- _INSTRUCTIONS TO FOLLOW_:
All of the records shown below need to be copied with no differences.

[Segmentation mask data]
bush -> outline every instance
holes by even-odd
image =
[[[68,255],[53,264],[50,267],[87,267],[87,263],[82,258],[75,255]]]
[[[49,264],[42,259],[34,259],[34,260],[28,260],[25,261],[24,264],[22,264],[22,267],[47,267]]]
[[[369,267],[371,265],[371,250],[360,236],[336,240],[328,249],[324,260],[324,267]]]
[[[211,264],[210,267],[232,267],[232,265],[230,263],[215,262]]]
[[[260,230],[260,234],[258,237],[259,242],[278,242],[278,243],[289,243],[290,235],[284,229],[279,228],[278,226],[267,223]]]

- _EXERCISE RESPONSE_:
bush -> outline every instance
holes by even-odd
image =
[[[68,255],[53,264],[50,267],[87,267],[87,263],[82,258],[75,255]]]
[[[49,264],[42,259],[34,259],[34,260],[28,260],[25,261],[24,264],[22,264],[22,267],[47,267]]]
[[[369,267],[371,265],[371,250],[360,236],[336,240],[328,249],[324,260],[324,267]]]
[[[211,264],[210,267],[232,267],[232,265],[230,263],[215,262]]]
[[[260,230],[260,234],[258,237],[259,242],[278,242],[278,243],[289,243],[290,235],[284,229],[279,228],[278,226],[267,223]]]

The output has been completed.